[Task to complete]: Your answer is the line containing "Please pick out the fluorescent" plus every line after it to the end of the data below, transcribed exactly and with nothing else.
***** Supplied records *****
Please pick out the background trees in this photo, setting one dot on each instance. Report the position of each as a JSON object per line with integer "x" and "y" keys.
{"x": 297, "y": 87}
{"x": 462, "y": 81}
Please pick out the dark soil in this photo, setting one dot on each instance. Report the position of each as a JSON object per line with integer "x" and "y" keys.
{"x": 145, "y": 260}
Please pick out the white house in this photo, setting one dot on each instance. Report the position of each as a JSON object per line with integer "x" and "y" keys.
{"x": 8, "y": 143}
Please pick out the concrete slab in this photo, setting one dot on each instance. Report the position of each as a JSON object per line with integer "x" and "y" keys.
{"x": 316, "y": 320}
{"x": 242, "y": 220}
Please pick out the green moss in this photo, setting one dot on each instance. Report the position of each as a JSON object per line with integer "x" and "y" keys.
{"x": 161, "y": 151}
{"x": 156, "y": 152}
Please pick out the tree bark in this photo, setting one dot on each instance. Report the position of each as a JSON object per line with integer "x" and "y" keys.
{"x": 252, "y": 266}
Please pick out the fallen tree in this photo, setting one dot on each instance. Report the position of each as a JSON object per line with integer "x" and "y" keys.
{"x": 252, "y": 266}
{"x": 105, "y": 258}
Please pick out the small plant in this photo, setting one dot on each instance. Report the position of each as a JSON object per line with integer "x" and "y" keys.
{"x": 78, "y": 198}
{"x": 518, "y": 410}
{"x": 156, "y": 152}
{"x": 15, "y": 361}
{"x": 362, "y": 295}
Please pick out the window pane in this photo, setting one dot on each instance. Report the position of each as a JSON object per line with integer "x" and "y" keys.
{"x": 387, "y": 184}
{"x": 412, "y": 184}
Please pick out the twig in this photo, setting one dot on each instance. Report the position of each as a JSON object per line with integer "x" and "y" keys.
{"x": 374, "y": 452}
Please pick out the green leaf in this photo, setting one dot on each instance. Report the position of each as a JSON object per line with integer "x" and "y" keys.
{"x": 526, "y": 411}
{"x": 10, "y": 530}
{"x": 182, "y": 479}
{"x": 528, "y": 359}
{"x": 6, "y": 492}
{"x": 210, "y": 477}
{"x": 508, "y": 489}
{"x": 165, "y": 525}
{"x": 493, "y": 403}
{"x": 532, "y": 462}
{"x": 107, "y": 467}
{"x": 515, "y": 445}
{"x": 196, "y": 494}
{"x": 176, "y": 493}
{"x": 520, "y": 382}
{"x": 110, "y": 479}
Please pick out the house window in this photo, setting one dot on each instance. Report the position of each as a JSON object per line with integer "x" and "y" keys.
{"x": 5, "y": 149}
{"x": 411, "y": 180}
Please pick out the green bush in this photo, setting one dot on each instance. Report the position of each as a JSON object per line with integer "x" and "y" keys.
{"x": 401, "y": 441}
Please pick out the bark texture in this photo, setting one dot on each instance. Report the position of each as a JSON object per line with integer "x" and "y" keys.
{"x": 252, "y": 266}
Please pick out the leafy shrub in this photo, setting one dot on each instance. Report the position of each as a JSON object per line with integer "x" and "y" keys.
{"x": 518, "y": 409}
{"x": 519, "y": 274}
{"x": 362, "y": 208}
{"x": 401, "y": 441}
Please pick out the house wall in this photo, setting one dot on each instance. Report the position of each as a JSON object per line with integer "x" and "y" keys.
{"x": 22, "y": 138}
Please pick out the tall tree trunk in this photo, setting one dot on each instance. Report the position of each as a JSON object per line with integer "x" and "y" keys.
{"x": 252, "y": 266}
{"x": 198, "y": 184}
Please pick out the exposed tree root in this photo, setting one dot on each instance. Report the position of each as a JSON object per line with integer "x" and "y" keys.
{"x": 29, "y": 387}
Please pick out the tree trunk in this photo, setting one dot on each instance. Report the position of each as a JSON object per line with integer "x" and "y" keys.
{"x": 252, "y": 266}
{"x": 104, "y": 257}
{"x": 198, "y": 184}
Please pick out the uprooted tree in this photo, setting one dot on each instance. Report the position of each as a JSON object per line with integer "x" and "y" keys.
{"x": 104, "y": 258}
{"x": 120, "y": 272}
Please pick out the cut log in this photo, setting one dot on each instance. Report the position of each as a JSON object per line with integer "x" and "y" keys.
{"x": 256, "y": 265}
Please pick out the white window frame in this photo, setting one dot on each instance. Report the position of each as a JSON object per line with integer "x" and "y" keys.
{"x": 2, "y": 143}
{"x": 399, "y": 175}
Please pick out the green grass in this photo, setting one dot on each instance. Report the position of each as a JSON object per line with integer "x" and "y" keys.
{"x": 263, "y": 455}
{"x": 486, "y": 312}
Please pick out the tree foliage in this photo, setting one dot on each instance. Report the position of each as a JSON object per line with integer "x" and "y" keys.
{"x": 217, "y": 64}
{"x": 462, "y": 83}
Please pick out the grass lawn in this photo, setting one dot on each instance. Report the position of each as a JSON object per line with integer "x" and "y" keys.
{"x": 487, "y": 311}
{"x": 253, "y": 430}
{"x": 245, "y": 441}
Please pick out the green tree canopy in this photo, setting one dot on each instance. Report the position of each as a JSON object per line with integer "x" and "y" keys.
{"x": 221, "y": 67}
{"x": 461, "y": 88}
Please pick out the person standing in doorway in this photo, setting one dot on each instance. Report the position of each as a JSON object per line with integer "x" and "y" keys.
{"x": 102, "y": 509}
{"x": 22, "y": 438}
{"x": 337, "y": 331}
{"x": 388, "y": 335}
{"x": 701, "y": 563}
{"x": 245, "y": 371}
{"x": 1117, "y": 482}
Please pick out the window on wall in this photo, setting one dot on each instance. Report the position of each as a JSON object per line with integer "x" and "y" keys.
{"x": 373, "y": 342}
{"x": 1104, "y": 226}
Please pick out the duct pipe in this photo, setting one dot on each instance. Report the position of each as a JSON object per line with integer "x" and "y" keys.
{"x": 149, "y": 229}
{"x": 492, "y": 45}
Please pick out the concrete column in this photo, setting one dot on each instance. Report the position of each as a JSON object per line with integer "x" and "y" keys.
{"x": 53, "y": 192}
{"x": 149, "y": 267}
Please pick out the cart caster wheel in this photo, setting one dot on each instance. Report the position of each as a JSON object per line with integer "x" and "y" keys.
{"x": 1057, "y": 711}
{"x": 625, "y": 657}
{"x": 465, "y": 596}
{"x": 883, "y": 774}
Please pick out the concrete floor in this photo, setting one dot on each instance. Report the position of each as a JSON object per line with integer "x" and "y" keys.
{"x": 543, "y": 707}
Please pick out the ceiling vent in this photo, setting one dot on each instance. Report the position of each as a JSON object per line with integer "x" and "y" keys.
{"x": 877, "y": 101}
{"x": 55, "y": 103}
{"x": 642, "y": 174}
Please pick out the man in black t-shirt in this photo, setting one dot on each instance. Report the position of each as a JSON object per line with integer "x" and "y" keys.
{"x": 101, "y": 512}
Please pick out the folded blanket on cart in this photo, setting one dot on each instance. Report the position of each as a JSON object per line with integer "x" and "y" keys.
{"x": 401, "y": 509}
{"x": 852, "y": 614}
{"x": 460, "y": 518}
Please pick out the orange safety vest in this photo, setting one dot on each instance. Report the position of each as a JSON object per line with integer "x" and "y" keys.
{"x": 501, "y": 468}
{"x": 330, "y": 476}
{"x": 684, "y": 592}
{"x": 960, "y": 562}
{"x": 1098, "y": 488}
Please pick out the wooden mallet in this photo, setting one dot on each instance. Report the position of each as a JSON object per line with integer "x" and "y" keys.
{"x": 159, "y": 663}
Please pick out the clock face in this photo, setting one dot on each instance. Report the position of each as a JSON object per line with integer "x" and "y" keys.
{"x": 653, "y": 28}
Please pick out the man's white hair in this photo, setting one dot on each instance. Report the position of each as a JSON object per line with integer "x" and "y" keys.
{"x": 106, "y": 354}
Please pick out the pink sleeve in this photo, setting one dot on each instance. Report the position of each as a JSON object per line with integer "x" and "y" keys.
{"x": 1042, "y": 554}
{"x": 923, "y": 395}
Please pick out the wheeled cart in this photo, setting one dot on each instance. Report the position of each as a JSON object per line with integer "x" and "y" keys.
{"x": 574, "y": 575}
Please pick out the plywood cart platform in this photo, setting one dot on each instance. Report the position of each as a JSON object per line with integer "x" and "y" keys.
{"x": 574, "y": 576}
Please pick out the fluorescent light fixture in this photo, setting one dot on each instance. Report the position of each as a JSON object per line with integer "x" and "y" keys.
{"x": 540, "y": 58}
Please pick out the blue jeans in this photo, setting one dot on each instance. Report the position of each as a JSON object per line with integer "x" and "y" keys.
*****
[Response to the task]:
Please pick out the fluorescent light fixture in this photo, setting one dot on each instance. Report the position of each as a JSON object per line with integer "x" and "y" keys.
{"x": 540, "y": 58}
Please pick out the blue jeans in this photo, setting one dot on each instance. Report the position of each as a JSON object per line with integer "x" and "y" keys.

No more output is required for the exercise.